(Dataset excerpt)
+ + + + + + +

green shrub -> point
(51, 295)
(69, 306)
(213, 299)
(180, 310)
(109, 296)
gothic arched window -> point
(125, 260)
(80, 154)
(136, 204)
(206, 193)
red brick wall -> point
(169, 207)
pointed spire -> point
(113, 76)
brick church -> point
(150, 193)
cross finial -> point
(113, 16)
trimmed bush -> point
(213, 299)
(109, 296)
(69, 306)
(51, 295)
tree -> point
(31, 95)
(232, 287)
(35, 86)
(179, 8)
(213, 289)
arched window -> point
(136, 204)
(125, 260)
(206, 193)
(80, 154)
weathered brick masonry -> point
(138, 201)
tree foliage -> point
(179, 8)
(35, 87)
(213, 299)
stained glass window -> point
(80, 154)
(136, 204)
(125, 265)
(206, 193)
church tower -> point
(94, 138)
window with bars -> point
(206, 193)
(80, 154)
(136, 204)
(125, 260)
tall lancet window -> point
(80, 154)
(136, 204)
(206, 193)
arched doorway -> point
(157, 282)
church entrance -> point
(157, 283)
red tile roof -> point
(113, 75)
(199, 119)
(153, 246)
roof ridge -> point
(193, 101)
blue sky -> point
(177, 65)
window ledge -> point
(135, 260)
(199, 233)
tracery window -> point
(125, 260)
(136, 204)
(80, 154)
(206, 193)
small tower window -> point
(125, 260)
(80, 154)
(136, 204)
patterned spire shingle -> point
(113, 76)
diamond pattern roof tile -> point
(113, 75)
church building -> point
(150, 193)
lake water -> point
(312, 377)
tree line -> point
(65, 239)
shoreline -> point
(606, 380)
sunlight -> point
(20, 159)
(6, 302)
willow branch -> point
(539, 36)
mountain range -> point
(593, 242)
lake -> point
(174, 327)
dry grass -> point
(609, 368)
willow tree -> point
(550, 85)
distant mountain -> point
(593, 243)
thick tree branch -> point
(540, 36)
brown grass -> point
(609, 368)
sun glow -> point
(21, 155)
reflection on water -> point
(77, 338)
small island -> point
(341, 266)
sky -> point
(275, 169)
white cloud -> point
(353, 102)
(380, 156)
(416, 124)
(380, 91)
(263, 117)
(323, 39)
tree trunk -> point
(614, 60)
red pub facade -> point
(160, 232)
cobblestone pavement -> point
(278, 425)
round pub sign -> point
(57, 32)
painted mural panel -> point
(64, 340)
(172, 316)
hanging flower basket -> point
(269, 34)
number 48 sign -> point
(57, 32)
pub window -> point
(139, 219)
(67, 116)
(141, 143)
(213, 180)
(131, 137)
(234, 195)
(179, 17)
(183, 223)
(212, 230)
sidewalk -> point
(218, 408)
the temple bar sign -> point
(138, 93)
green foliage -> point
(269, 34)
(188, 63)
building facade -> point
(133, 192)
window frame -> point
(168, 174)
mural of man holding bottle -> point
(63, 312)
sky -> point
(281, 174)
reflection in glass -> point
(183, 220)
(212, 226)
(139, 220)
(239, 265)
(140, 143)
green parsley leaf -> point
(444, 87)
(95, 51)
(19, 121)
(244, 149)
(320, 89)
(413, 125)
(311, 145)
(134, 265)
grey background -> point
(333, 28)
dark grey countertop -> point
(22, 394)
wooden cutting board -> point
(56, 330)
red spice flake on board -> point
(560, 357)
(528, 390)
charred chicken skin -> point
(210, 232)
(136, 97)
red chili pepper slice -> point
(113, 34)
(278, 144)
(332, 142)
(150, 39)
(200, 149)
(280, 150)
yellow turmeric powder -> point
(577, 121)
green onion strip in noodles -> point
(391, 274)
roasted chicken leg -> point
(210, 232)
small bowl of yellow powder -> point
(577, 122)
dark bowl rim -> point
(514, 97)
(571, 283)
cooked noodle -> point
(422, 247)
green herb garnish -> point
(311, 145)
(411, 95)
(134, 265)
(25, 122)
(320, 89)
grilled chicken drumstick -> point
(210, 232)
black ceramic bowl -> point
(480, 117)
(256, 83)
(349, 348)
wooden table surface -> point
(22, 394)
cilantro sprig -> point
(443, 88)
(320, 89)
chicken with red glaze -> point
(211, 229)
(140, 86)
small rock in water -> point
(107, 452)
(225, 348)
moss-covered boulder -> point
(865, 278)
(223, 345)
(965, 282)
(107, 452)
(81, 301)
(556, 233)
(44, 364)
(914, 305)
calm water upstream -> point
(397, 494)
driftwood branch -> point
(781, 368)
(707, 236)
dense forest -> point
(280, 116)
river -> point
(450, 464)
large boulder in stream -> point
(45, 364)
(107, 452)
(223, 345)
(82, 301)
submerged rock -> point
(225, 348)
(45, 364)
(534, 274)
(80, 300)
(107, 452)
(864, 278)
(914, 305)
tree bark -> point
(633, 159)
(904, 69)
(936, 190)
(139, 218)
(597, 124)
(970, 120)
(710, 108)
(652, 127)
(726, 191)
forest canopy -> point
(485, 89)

+ + + + + + +

▶ **WHAT YOU HAVE TO DO**: Rewrite the lines from the one containing "cooked noodle -> point" through the last line, inclusive, switching "boulder" to "stone" and leaving everything else unchanged.

▶ **ANSWER TO THIS EXERCISE**:
cooked noodle -> point
(422, 247)
green herb garnish -> point
(311, 145)
(411, 95)
(134, 265)
(25, 122)
(320, 89)
grilled chicken drumstick -> point
(210, 232)
black ceramic bowl -> point
(480, 117)
(256, 83)
(349, 348)
wooden table surface -> point
(22, 394)
cilantro sprig -> point
(443, 88)
(320, 89)
chicken with red glaze -> point
(211, 229)
(140, 86)
small rock in water -> point
(107, 452)
(225, 348)
moss-covered stone -> point
(865, 278)
(223, 345)
(965, 282)
(107, 452)
(81, 301)
(556, 233)
(44, 364)
(914, 305)
calm water upstream -> point
(397, 494)
driftwood branch -> point
(781, 368)
(707, 236)
dense forest -> point
(280, 116)
river -> point
(450, 464)
large stone in stream -> point
(45, 364)
(107, 452)
(223, 345)
(82, 301)
submerged rock -> point
(225, 348)
(45, 364)
(534, 274)
(80, 300)
(107, 452)
(864, 278)
(914, 305)
tree bark -> point
(633, 159)
(904, 69)
(936, 190)
(139, 218)
(597, 124)
(970, 120)
(710, 108)
(652, 127)
(726, 191)
forest canopy -> point
(485, 89)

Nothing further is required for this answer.